- [CHALLENGE A]
Turn the records below into a numbered list, starting with the line that contains "For every instance of the bicycle wheel" and going on through the last line of the records. Include both of those lines and leave out any blank lines.

Tan Wangsong (; born December 19, 1985 in Chengdu, Sichuan) is a Chinese footballer who currently plays as a right-back for Tianjin Teda in the Chinese Super League.

Club career
Tan Wangsong would start his career with Sichuan Guancheng where he would establish himself as the first choice right-back within the team, although he was considered a relatively thin player he endeared himself towards the coaching staff with his vigorous and bold style of play. His time at the club would end when Sichuan Guancheng disbanded and he would transfer to another top tier club in Qingdao Zhongneng. A move to another Chinese Super League team in Tianjin Teda would see him establish himself as an integral member of the team that qualified for their first ever AFC Champions League. He would represent them in their first game in the competition on 11 March 2009 against Kawasaki Frontale in a 1-0 defeat in the 2009 AFC Champions League. 

On 13 June 2009 in a league game that Tianjin Teda was losing 1-0 against Beijing Guoan, Tan was red-carded in the 90th minute for a high tackle against Yang Zhi. Tan would receive a five game ban and along with his red card against Belgium on 10 August 2008 while representing the Chinese U-23 team in the 2008 Olympics, a reputation as a dirty player. Due to his negative reputation and a falling out with the club authorities, he moved to Henan Construction on 12 February 2010.

(Records from a point labeling set)
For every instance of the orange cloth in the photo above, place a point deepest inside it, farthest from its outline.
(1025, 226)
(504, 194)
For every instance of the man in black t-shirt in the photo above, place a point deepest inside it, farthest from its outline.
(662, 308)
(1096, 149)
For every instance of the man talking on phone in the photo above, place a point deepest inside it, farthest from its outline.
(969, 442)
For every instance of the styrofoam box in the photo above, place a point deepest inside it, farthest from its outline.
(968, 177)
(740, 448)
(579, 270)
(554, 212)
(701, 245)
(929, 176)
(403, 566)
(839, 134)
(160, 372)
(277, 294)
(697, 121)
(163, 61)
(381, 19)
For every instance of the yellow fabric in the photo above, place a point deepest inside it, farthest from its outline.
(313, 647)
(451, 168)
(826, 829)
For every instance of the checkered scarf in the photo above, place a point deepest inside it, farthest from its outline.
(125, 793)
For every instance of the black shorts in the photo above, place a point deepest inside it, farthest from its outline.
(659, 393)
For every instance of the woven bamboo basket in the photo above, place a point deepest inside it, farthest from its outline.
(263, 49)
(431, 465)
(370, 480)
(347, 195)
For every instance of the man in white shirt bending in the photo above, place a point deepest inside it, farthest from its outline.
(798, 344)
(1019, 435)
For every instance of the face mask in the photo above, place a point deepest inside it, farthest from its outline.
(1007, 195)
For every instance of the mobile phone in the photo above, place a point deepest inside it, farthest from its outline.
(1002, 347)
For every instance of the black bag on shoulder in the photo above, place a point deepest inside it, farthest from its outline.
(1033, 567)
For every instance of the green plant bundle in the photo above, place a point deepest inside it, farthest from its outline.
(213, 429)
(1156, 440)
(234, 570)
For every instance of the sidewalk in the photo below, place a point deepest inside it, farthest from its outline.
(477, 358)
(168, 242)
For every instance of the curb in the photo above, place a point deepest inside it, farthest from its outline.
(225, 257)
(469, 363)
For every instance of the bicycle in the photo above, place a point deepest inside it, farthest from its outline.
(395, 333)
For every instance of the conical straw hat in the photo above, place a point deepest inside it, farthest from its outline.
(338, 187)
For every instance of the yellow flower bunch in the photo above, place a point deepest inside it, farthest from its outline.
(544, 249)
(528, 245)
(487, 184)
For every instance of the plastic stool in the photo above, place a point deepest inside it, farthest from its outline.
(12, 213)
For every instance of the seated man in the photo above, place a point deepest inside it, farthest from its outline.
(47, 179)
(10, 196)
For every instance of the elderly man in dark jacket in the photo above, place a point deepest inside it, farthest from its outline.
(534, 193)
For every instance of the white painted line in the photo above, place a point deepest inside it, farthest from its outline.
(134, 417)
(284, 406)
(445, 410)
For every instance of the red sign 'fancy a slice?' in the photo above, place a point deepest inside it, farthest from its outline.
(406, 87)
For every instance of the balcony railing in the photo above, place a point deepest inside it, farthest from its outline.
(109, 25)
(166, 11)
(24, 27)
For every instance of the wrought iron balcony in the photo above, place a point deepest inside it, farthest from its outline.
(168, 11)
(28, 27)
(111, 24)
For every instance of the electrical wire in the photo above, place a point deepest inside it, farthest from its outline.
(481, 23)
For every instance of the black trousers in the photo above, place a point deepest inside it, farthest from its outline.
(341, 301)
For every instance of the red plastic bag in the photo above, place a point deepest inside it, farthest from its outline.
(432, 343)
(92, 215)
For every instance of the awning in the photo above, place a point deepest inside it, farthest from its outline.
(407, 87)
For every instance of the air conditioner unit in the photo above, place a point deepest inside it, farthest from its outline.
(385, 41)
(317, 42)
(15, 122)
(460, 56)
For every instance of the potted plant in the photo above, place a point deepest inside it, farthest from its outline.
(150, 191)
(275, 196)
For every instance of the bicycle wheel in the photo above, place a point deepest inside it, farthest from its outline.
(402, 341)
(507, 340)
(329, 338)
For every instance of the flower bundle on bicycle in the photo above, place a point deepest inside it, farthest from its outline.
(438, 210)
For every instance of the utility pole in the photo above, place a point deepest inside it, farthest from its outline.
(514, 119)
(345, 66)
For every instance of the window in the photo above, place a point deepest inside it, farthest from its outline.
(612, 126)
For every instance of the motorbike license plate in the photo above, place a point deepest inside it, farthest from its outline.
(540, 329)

- [CHALLENGE B]
Continue the text about the footballer Tan Wangsong from where it stops.

- [TASK OUTPUT A]
1. For every instance of the bicycle wheel in the photo above, place a point deepest inside it, farthest from its outline.
2. (402, 341)
3. (507, 340)
4. (329, 338)
5. For every instance of the flower bundle on bicycle in the photo above, place a point deepest inside it, farthest from its outline.
6. (438, 210)
7. For every instance of the utility pole in the photo above, place a point deepest inside it, farthest from its outline.
8. (514, 119)
9. (345, 66)
10. For every instance of the window in the photo above, place a point deepest inside it, farthest from its outline.
11. (612, 126)
12. For every instance of the motorbike license plate in the photo above, place a point deepest inside it, farthest from its outline.
13. (540, 329)

- [TASK OUTPUT B]
On 5 February 2015, Tan transferred to fellow Chinese Super League side Chongqing Lifan. On 23 December 2016, Chongqing Lifan officially confirmed that Tan had left the club after a disagreement in negotiations for extending his contract.
On 9 January 2017, Tan returned to Tianjin Teda.

International career
Tan was a member of the China national under-23 football team and played on the team in the 2008 Olympics in Beijing. In an unusual occurrence that received international attention, in the match against Belgium on August 10, 2008, Tan was red-carded for kicking Sébastien Pocognoli in the crotch.

Career statistics 
Statistics accurate as of match played 31 January 2023.

Honours

Club
Henan Construction
China League One: 2013.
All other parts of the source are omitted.